Entradas armazenadas
:::::

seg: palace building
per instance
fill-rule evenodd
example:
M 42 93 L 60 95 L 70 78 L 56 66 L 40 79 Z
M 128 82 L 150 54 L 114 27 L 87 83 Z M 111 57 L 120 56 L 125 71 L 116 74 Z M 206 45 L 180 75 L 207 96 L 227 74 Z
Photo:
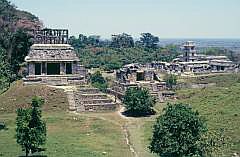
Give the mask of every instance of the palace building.
M 74 48 L 68 44 L 68 30 L 44 29 L 33 32 L 34 44 L 25 57 L 25 84 L 83 84 L 86 69 L 80 65 Z

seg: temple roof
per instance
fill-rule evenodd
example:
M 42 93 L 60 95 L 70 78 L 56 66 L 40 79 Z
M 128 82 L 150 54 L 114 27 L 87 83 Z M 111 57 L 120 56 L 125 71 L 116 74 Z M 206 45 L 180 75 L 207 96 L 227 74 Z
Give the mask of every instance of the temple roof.
M 46 61 L 79 61 L 73 47 L 69 44 L 34 44 L 29 54 L 25 57 L 26 62 Z

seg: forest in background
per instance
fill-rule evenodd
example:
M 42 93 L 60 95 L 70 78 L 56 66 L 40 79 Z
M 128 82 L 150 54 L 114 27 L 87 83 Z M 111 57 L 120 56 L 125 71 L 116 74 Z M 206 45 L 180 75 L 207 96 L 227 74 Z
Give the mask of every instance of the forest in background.
M 0 0 L 0 93 L 6 91 L 10 83 L 24 74 L 24 58 L 33 44 L 31 31 L 42 29 L 43 23 L 29 12 L 18 10 L 7 0 Z M 142 33 L 134 40 L 129 34 L 112 35 L 103 40 L 98 35 L 71 36 L 69 43 L 75 48 L 81 64 L 87 68 L 103 70 L 119 69 L 129 63 L 169 62 L 181 54 L 179 45 L 159 46 L 159 37 Z M 238 59 L 232 51 L 209 48 L 208 55 L 227 55 Z M 237 60 L 238 61 L 238 60 Z

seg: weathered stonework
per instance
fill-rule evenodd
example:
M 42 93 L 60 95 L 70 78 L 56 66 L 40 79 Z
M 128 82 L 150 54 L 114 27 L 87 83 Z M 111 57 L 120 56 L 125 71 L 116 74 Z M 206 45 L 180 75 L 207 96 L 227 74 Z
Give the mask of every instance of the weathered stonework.
M 27 62 L 25 84 L 84 84 L 87 70 L 80 65 L 73 47 L 68 44 L 34 44 Z
M 77 112 L 114 111 L 118 105 L 96 88 L 79 88 L 74 91 Z

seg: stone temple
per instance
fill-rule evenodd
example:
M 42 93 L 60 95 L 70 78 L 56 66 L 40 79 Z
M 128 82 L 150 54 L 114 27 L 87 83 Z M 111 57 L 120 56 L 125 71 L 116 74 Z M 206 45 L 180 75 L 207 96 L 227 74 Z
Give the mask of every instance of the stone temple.
M 84 84 L 86 69 L 80 65 L 73 47 L 68 44 L 68 30 L 44 29 L 33 32 L 34 44 L 26 56 L 25 84 Z

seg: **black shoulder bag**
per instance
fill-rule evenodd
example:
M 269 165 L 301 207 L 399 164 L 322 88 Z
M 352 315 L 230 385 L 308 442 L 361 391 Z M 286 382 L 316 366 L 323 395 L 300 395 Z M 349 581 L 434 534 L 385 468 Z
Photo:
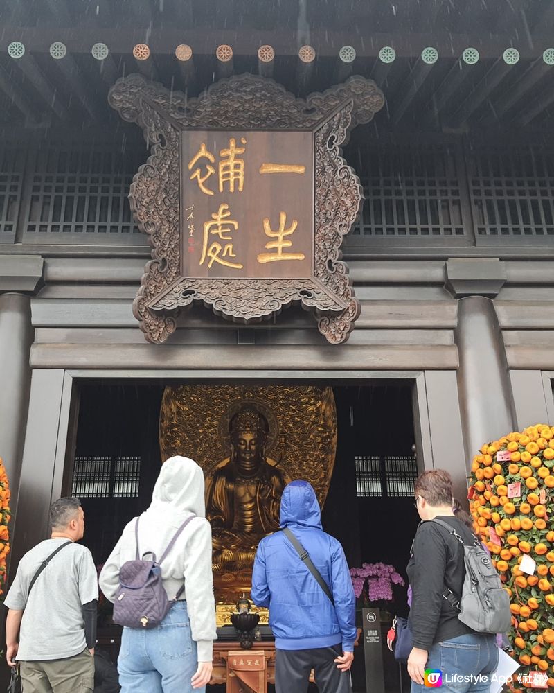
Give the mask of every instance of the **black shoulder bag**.
M 334 599 L 333 599 L 333 595 L 331 594 L 331 590 L 329 589 L 329 586 L 325 581 L 325 580 L 321 577 L 321 572 L 317 570 L 310 557 L 310 554 L 306 551 L 304 547 L 301 544 L 296 537 L 292 534 L 292 532 L 289 529 L 288 527 L 285 527 L 283 530 L 283 534 L 289 540 L 289 541 L 292 544 L 294 548 L 296 550 L 296 553 L 301 558 L 306 565 L 306 568 L 310 570 L 314 577 L 316 579 L 316 581 L 318 585 L 321 588 L 323 592 L 329 597 L 329 600 L 331 604 L 334 606 Z
M 56 547 L 54 551 L 48 556 L 47 558 L 44 559 L 42 563 L 39 566 L 38 570 L 33 576 L 33 579 L 29 584 L 29 588 L 27 590 L 27 600 L 28 601 L 29 595 L 30 594 L 30 590 L 33 589 L 35 583 L 37 581 L 37 578 L 42 572 L 44 568 L 48 565 L 52 559 L 55 556 L 57 553 L 62 550 L 64 547 L 68 546 L 69 544 L 72 544 L 73 541 L 66 541 L 60 546 Z M 11 667 L 12 673 L 10 678 L 10 683 L 8 686 L 7 693 L 21 693 L 21 674 L 19 672 L 19 665 L 17 664 L 15 667 Z

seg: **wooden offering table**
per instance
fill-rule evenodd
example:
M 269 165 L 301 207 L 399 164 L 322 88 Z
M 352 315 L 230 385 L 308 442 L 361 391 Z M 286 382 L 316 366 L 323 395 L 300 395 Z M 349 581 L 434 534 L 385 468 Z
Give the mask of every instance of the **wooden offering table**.
M 227 684 L 227 693 L 267 693 L 275 682 L 275 645 L 255 642 L 241 649 L 237 642 L 214 642 L 213 672 L 210 683 Z

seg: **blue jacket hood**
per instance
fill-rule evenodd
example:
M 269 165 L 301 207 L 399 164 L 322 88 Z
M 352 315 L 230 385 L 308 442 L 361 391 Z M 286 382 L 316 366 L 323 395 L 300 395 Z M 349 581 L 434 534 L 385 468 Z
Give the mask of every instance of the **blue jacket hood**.
M 283 527 L 321 527 L 321 511 L 312 484 L 298 480 L 285 487 L 281 496 L 280 525 Z

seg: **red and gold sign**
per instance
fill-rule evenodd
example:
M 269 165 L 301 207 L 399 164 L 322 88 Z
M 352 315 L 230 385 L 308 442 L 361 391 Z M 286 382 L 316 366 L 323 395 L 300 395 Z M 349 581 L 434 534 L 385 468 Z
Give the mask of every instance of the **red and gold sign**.
M 129 196 L 152 246 L 133 308 L 146 339 L 165 342 L 193 303 L 244 324 L 300 304 L 345 342 L 359 305 L 341 245 L 363 195 L 341 145 L 382 107 L 375 83 L 300 99 L 242 75 L 188 99 L 131 75 L 109 103 L 152 144 Z

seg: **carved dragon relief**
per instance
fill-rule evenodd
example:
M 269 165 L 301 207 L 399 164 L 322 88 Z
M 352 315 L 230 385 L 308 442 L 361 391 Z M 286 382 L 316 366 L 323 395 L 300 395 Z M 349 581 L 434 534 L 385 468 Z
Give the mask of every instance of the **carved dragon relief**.
M 344 342 L 359 314 L 348 267 L 340 261 L 343 236 L 363 200 L 359 181 L 341 155 L 349 130 L 366 123 L 384 103 L 374 82 L 352 77 L 305 100 L 273 80 L 242 75 L 222 80 L 195 99 L 131 75 L 110 91 L 110 105 L 143 130 L 152 154 L 141 166 L 129 199 L 139 227 L 148 234 L 146 265 L 133 312 L 150 342 L 175 330 L 177 312 L 193 301 L 243 323 L 278 313 L 292 303 L 313 309 L 320 332 Z M 191 279 L 180 274 L 179 134 L 190 128 L 295 129 L 315 137 L 314 262 L 310 279 Z

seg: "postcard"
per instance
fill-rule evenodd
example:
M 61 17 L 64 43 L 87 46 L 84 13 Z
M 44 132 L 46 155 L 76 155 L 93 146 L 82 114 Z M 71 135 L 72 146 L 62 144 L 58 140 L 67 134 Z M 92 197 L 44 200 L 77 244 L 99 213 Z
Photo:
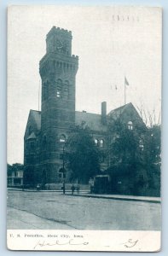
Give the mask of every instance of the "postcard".
M 162 9 L 8 8 L 7 247 L 156 252 Z

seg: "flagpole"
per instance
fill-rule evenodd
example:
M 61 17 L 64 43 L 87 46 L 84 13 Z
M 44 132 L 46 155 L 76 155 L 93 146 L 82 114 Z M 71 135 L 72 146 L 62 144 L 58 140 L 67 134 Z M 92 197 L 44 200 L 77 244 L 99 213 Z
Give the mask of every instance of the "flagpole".
M 125 88 L 125 105 L 126 104 L 126 88 Z
M 40 100 L 39 100 L 39 98 L 40 98 L 40 80 L 39 80 L 39 87 L 38 87 L 38 110 L 39 111 L 40 110 Z

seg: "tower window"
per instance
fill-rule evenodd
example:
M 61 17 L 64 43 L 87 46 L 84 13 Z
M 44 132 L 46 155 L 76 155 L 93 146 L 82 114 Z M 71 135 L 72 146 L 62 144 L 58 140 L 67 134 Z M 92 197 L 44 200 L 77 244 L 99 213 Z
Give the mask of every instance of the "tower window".
M 104 141 L 103 140 L 100 140 L 100 147 L 101 148 L 104 147 Z
M 67 98 L 68 95 L 69 95 L 69 82 L 66 80 L 64 84 L 64 96 Z
M 96 146 L 98 146 L 98 140 L 97 139 L 95 139 L 95 144 L 96 144 Z
M 66 136 L 64 134 L 61 134 L 60 136 L 60 143 L 64 143 L 66 142 Z
M 46 145 L 47 145 L 47 138 L 46 138 L 46 136 L 44 135 L 43 137 L 43 149 L 46 149 Z
M 139 140 L 139 147 L 140 147 L 140 149 L 141 149 L 142 151 L 143 151 L 143 149 L 144 149 L 144 145 L 143 145 L 143 141 L 142 141 L 142 139 L 140 139 L 140 140 Z
M 62 87 L 62 81 L 61 79 L 57 80 L 57 88 L 56 88 L 56 96 L 60 98 L 61 96 L 61 87 Z
M 132 124 L 131 121 L 129 121 L 129 122 L 128 122 L 128 129 L 129 129 L 129 130 L 133 130 L 133 124 Z
M 29 126 L 29 135 L 31 135 L 32 132 L 32 127 Z

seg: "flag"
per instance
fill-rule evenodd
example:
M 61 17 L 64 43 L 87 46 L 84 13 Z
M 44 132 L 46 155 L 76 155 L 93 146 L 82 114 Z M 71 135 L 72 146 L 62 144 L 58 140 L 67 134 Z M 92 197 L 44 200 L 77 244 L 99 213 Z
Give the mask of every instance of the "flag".
M 126 77 L 125 77 L 125 84 L 129 85 L 129 82 L 127 81 Z

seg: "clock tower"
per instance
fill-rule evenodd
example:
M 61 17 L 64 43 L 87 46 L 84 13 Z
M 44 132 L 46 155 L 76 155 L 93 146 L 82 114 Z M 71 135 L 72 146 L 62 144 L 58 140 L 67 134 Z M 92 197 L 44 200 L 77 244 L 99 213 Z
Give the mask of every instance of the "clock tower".
M 43 183 L 61 183 L 62 154 L 75 124 L 75 80 L 78 57 L 72 55 L 72 32 L 53 26 L 39 63 L 42 79 L 40 166 Z M 40 171 L 41 170 L 41 171 Z M 64 172 L 64 170 L 63 170 Z

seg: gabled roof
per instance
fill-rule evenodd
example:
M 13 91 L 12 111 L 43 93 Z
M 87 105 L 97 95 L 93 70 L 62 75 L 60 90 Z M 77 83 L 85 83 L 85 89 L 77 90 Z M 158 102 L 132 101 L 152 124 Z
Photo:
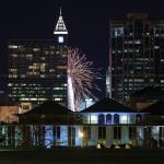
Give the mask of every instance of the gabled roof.
M 57 22 L 54 34 L 68 34 L 68 31 L 66 28 L 66 25 L 65 25 L 65 22 L 63 22 L 63 19 L 62 19 L 61 9 L 60 9 L 59 20 Z
M 90 106 L 89 108 L 82 110 L 81 113 L 136 113 L 136 110 L 130 109 L 122 104 L 110 99 L 108 97 L 95 103 L 94 105 Z
M 72 112 L 67 107 L 54 101 L 48 101 L 21 115 L 67 115 L 70 113 Z
M 164 115 L 164 102 L 159 101 L 149 107 L 141 110 L 141 113 L 150 113 L 152 115 Z

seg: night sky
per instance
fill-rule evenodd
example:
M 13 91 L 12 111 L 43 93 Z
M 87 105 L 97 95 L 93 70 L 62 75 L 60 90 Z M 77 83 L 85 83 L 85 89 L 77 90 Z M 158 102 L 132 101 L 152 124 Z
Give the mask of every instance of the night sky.
M 147 12 L 164 20 L 163 0 L 1 0 L 0 87 L 7 73 L 9 38 L 54 38 L 59 8 L 69 31 L 69 46 L 79 47 L 95 68 L 108 66 L 109 19 L 124 19 L 129 12 Z M 102 96 L 105 81 L 99 82 Z

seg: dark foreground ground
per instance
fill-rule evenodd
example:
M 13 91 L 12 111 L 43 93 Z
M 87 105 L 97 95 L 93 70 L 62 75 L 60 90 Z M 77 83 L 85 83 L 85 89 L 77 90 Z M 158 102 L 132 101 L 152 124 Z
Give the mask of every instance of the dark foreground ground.
M 162 164 L 162 150 L 55 149 L 0 151 L 0 164 Z

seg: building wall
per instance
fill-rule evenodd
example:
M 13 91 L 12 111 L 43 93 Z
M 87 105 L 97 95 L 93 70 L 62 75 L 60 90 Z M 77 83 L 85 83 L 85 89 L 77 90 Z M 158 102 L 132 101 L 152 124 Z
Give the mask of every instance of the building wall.
M 130 129 L 133 129 L 133 133 Z M 1 125 L 0 136 L 4 137 L 0 149 L 96 147 L 102 142 L 108 148 L 124 143 L 148 148 L 164 147 L 164 126 Z
M 17 122 L 19 106 L 0 106 L 0 122 Z
M 124 103 L 145 86 L 164 89 L 164 21 L 128 14 L 110 21 L 109 75 L 112 97 Z
M 67 102 L 67 46 L 55 40 L 10 40 L 9 97 L 33 105 Z

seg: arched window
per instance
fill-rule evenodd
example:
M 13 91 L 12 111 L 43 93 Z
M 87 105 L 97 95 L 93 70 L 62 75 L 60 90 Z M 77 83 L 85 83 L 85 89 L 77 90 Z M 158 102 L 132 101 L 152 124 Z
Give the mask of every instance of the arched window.
M 114 115 L 114 124 L 119 125 L 119 115 L 118 114 Z
M 104 125 L 104 122 L 105 122 L 105 116 L 103 114 L 99 114 L 98 115 L 98 124 Z
M 106 115 L 106 125 L 110 125 L 112 124 L 112 115 L 110 114 L 107 114 Z
M 142 115 L 141 114 L 136 115 L 136 122 L 137 124 L 142 122 Z

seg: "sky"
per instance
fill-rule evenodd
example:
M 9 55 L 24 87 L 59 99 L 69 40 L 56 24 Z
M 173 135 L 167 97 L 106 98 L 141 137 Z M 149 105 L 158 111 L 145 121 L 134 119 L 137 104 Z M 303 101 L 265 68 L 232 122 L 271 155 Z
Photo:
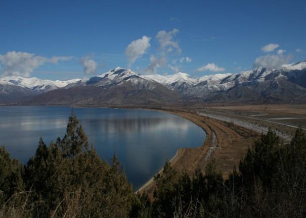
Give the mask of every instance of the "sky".
M 2 0 L 0 77 L 280 68 L 306 59 L 305 10 L 304 0 Z

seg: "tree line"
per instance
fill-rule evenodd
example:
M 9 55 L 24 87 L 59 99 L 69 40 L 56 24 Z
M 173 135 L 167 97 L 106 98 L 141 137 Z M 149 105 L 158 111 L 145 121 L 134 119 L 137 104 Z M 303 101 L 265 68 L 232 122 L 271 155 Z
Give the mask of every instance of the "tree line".
M 134 193 L 116 155 L 102 159 L 72 115 L 25 165 L 0 147 L 0 218 L 306 217 L 306 137 L 299 128 L 284 145 L 269 130 L 226 179 L 213 160 L 192 176 L 166 162 L 154 181 L 153 201 Z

:::::

» TAREFA
Reescreva em forma de lista numerada as linhas das entradas, começando na linha que contém "seg: **black shoulder bag**" e terminando depois da linha que contém "Give the mask of every instance of the **black". Omita as linhas em branco e deixe as imagens fora da resposta.

» RESPOSTA DA TAREFA
1. seg: **black shoulder bag**
2. per instance
3. fill-rule evenodd
4. example:
5. M 269 165 L 301 207 L 399 164 L 322 88 Z
6. M 352 315 L 230 385 L 308 442 L 361 391 Z M 286 382 L 316 366 L 323 395 L 300 395 Z M 349 581 L 434 534 L 385 468 Z
7. Photo:
8. Give the mask of every instance of the **black shoulder bag**.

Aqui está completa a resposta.